INSTRUCTIONS TO FOLLOW: Show each line below that contains the word "roof", copying the whole line. Case counts.

— start —

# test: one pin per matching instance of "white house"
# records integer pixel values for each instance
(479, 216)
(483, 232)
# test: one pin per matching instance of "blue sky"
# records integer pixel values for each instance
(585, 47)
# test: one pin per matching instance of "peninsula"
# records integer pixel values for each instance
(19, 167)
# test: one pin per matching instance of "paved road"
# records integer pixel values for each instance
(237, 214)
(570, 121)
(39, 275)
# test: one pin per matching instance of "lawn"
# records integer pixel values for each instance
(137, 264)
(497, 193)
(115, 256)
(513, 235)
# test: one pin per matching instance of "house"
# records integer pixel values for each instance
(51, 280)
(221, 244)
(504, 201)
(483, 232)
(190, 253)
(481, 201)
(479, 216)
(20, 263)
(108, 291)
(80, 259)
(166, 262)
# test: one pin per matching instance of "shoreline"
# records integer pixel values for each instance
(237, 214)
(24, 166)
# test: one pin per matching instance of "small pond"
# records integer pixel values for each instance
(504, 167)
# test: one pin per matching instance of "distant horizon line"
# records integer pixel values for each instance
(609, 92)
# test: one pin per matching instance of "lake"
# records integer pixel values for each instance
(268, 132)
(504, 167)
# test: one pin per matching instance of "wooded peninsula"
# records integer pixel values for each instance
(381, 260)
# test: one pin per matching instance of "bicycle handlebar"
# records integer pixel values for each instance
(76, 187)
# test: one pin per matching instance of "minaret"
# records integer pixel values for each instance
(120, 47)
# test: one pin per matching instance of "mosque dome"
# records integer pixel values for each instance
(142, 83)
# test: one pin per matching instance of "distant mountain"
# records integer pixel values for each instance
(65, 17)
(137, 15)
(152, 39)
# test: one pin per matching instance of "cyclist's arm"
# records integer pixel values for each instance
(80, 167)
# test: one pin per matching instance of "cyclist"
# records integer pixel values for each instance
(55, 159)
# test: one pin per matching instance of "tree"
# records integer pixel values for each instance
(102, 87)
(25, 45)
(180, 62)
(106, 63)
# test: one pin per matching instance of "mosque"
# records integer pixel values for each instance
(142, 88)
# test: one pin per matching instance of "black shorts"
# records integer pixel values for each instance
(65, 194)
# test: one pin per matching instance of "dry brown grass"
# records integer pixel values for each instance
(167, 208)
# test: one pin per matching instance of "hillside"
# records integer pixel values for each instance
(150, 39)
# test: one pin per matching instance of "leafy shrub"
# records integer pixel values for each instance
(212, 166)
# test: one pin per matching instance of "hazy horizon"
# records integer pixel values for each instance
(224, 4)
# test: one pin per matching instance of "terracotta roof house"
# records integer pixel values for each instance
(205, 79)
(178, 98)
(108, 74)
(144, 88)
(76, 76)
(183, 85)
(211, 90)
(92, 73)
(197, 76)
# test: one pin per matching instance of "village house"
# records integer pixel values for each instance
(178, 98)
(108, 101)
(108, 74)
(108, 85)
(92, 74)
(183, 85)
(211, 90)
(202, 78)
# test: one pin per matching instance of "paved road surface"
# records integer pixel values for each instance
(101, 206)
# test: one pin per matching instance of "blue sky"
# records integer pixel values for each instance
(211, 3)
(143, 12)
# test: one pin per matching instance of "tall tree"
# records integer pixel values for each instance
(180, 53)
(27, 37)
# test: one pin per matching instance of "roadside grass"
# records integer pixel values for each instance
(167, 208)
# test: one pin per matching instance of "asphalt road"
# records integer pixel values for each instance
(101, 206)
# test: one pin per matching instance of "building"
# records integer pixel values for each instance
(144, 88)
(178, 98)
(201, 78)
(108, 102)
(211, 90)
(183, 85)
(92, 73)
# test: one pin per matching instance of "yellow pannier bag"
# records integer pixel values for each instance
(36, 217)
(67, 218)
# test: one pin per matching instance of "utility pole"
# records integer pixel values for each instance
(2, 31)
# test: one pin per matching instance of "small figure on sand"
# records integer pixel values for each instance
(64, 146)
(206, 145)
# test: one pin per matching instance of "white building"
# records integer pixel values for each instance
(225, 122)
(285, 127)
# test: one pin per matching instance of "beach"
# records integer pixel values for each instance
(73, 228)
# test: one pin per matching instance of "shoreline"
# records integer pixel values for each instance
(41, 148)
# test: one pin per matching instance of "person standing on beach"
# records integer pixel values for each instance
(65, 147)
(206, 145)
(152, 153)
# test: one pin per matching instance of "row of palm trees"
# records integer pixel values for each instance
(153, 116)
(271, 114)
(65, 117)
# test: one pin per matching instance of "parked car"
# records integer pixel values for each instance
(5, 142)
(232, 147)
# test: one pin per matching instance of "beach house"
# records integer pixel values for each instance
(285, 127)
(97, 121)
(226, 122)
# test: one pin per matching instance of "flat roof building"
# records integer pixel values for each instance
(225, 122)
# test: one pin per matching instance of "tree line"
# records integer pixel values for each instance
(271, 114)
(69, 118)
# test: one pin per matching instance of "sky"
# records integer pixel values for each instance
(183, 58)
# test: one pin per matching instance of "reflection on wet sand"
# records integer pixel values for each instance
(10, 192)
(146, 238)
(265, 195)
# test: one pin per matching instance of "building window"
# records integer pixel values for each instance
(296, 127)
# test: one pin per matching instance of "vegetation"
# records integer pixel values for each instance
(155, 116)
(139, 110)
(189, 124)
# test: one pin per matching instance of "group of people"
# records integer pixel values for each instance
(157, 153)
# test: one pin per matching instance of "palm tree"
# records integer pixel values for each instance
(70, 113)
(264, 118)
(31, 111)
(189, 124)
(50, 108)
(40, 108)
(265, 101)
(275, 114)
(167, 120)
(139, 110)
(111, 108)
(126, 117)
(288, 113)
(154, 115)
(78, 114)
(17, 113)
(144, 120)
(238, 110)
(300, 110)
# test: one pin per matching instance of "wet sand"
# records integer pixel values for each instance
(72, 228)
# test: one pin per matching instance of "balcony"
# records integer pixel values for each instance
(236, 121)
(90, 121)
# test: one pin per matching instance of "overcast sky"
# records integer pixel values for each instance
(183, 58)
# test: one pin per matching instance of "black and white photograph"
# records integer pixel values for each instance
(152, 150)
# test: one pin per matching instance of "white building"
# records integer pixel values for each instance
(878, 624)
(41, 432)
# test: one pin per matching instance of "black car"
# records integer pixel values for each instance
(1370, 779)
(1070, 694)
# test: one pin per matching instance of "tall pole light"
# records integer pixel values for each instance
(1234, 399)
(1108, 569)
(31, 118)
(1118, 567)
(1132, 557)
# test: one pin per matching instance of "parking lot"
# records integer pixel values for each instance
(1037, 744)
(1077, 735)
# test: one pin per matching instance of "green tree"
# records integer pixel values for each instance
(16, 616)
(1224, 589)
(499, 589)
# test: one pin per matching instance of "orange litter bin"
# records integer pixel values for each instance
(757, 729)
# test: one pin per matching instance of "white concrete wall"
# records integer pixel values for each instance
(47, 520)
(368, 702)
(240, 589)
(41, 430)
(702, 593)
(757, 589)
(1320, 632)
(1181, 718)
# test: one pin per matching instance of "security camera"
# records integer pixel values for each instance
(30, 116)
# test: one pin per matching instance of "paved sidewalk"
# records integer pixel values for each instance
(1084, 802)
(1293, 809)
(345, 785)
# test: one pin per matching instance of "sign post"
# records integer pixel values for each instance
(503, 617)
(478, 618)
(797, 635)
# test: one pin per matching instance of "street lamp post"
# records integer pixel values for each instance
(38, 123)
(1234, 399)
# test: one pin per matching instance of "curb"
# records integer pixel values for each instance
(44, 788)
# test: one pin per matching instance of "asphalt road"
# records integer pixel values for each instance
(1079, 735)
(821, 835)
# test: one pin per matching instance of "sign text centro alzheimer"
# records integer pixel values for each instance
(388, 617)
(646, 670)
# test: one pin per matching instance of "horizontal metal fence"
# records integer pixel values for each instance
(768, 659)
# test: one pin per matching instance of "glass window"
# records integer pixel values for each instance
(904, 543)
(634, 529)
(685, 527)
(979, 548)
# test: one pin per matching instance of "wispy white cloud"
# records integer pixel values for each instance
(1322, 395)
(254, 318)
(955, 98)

— end —

CORRECT OUTPUT:
# test: one pin per matching instance of "terracotta roof house"
# test: one pin per matching instance of "flat roof building"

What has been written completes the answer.